___ PROVIDED TEXT

So throwing spears...

They vanish from the archaeological record for like
300,000 years. Some claim it's a mere 200,000 years
that they disappear for, but if 200,000 years is so
insignificant then why are all the elitist douche bags
that own paleo anthropology trying to add that much
time to the appearance of modern humans?

Anyway, there were throwing spears. Throwing spears
were a thing. Then they were gone and they stayed gone
for hundreds of thousands of years.

Why?

There's two answers, and by that I mean three. They are..

#1. Artifact of preservation.

It's damn difficult to get ANY amount of wood to preserve
for that long, much less a representative sampling. So
maybe the mystery here isn't why throwing spears vanish
but why any throwing spears managed to preserve at all?

If any part of a spear shaft managed to survive at all, and
the odds say it won't, chances are we could tell that it even
was a spear shaft -- as opposed to a back scratcher, axe
or knife handle, tooth pick (etc) -- much less what type of
spear.

So maybe the odds against preservation were so great
that plenty existed but none survived.

#2. Human conflict

Originally I favored this idea, and it was only exchanges
in this group. driving me to "Research" the matter, as far
as Google is research, that convinced me otherwise...

In this explanation, competition with other humans, and
this includes other Neanderthals, forced them to abandon
throwing spears.

A MAN WHO THROWS HIS SPEAR DISARMS HIMSELF!

______
___ STORED DATA

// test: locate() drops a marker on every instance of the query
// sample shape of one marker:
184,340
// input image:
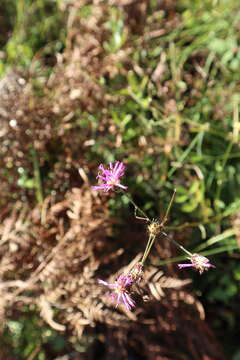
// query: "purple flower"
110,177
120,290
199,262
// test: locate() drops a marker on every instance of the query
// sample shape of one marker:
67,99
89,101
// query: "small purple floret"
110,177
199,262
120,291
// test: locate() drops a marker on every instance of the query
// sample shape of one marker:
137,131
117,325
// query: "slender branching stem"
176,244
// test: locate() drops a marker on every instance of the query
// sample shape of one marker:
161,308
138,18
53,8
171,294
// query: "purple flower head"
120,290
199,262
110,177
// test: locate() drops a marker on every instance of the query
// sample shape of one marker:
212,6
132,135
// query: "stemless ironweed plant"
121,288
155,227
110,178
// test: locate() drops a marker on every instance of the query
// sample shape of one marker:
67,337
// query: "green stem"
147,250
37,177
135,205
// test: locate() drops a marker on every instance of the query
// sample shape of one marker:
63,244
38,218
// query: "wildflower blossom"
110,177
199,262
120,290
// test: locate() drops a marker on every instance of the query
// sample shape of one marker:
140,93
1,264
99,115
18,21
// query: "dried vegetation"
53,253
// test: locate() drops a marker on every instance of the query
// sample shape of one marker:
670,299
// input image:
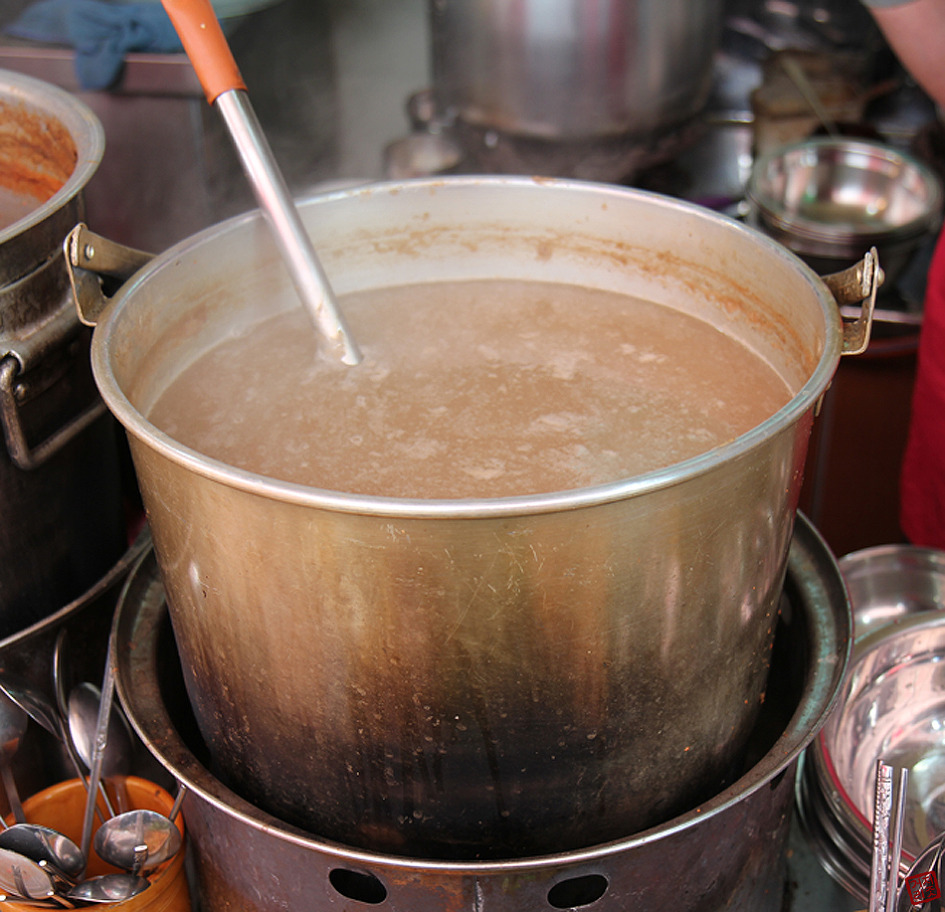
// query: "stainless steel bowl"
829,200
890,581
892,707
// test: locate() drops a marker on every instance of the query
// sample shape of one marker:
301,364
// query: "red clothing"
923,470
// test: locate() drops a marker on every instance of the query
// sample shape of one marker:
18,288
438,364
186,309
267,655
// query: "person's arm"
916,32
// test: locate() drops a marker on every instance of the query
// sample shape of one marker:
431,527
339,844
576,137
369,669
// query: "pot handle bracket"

______
___ STORED DATA

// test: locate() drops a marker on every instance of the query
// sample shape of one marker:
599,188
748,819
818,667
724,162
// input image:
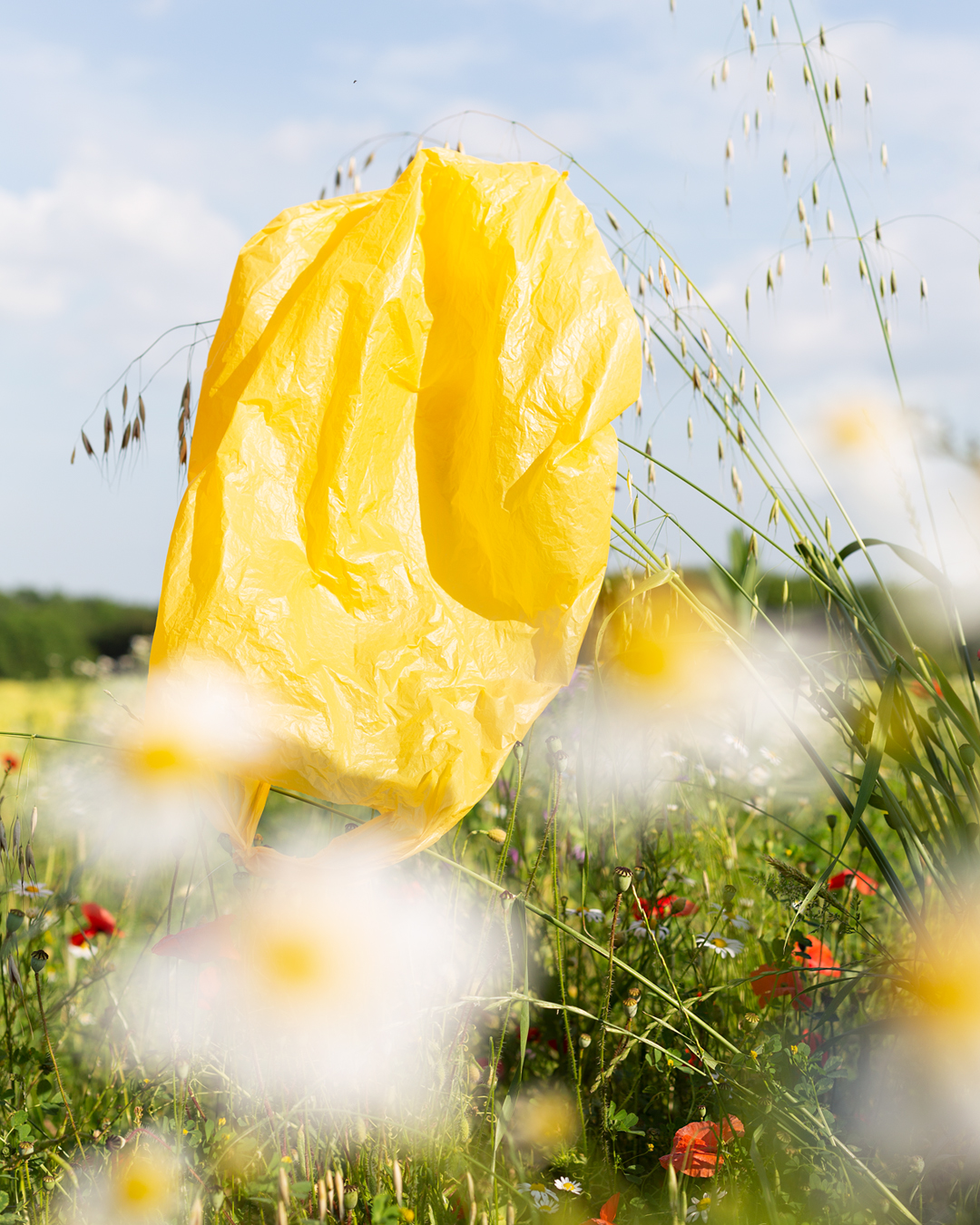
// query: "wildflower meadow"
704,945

______
___ STORED DATA

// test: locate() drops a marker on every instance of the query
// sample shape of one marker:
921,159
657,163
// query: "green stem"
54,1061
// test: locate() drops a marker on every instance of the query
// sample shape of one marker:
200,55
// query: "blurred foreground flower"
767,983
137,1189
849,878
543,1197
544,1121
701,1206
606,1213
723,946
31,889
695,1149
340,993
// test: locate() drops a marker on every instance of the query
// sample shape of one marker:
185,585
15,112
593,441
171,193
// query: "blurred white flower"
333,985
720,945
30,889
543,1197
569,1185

______

• [OBJECTIVES]:
- A) Gather every line of the entries above that contains the string "wildflower", matching case exactly.
- B) Write what comes next in the post about throwing spears above, picking up right after its final line.

• [RESPONSES PER TASK]:
- A)
// query: "wildflower blossom"
// query: "wildflower meadow"

- B)
As has been established in the past with cites, experts
on the longbow will tell you that a man who knows he's
being shot at can have a fairly easy time dodging an
arrow and even pretty close ranges. A spear is even
easier.

The longbow against a MASS of soldiers was ferocious
but one on one, your enemy facing you, you're not going
to hit him. Switch to a spear and even a Stephan Hawking
could've dodged one...

#3. They found something better

This is the idea that I now favor.

So in this theory, they switched from throwing spears to
stabbing spears because stabbing spears were better. Once
the perfected ambush hunting, that is.

It's pretty simple, working like this: Instead of chucking a
spear at "Center Mass," hoping for a hit, and then hoping
you can find where this animal ran off to before finally
succumbing to it's wounds, providing it did succumb, you
ambush it.

With ambush hunting, you find a game trail. This could be
leading to a water source or liar, whatever, but you find one
of these. Next, you follow it looking for a tree positioned
to offer you a great advantage, a limb right next to or over
the trail...

NOTE: Not entirely necessary. Some "Ambush" hunters
even today will hide on the ground, like in Brush, and
ambush an animal that comes near. But the tree makes
things safer, particularly if you're going after a predator.

FINALLY, when the animal strolls beneath you, you plunge
the spear down into it, actually being able to aim at
specific points.

Unlike throwing spears.

With a proper spear, aimed for a vulnerable point, death
occurs in seconds. Not minutes, seconds.

I have seen more than one video of someone (a modern
sports hunter) taking out a bear with this method. It is
very effective. If you can mask your scent and/or lure
your prey in with some type of bait, it is an extremely
efficient, low intensity method of killing even a large,
dangerous animal.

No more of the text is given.